[Entries from a dataset]
━━━━

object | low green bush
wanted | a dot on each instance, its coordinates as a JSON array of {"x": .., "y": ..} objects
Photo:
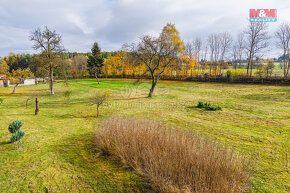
[{"x": 18, "y": 134}]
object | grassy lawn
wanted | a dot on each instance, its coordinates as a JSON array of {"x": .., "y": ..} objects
[{"x": 57, "y": 153}]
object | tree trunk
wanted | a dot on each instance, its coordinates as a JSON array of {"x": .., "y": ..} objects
[
  {"x": 154, "y": 82},
  {"x": 98, "y": 111},
  {"x": 97, "y": 78},
  {"x": 51, "y": 82},
  {"x": 36, "y": 106},
  {"x": 14, "y": 88}
]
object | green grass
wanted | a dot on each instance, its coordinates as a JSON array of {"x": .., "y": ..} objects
[{"x": 58, "y": 156}]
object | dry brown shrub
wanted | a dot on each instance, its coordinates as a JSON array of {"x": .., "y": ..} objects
[{"x": 171, "y": 159}]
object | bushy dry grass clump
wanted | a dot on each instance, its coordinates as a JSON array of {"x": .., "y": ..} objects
[{"x": 171, "y": 159}]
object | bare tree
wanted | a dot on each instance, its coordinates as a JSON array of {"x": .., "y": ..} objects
[
  {"x": 50, "y": 44},
  {"x": 238, "y": 50},
  {"x": 159, "y": 53},
  {"x": 283, "y": 37},
  {"x": 257, "y": 37},
  {"x": 235, "y": 55},
  {"x": 211, "y": 46},
  {"x": 225, "y": 44},
  {"x": 241, "y": 47}
]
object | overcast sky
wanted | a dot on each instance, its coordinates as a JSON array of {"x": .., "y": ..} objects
[{"x": 114, "y": 22}]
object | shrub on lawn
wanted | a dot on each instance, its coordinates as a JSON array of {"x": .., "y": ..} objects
[
  {"x": 172, "y": 160},
  {"x": 208, "y": 106},
  {"x": 18, "y": 134}
]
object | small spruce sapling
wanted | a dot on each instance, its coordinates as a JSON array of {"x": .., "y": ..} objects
[
  {"x": 18, "y": 134},
  {"x": 100, "y": 99}
]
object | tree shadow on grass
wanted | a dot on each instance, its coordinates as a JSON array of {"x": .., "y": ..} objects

━━━━

Update the records from the line with "object | bare tree" through the end of the records, replacing "overcast sky" with "cloudy sky" and leaving every other part unchanged.

object | bare tree
wanted | a dot on each instance, its coordinates as a JSON array of {"x": .., "y": ..} objects
[
  {"x": 50, "y": 44},
  {"x": 238, "y": 50},
  {"x": 159, "y": 53},
  {"x": 283, "y": 37},
  {"x": 257, "y": 37},
  {"x": 235, "y": 55},
  {"x": 211, "y": 46},
  {"x": 225, "y": 44},
  {"x": 241, "y": 47}
]
object | cloudy sky
wanted | a dot on each instance, its coordinates as a JSON array of {"x": .., "y": ..} objects
[{"x": 114, "y": 22}]
object | shrub on lawn
wanted | a dot on each instance, its coordinates as a JSON array of {"x": .., "y": ..} objects
[
  {"x": 172, "y": 160},
  {"x": 208, "y": 106},
  {"x": 18, "y": 134}
]
object | small spruce sapling
wanted | a dot on each instance, its coordinates as a JSON array of {"x": .., "y": ..} objects
[
  {"x": 18, "y": 134},
  {"x": 100, "y": 99}
]
object | tree shadow on grass
wanted | a dot on each instance, its coordinates as a JSON array of {"x": .., "y": ..} objects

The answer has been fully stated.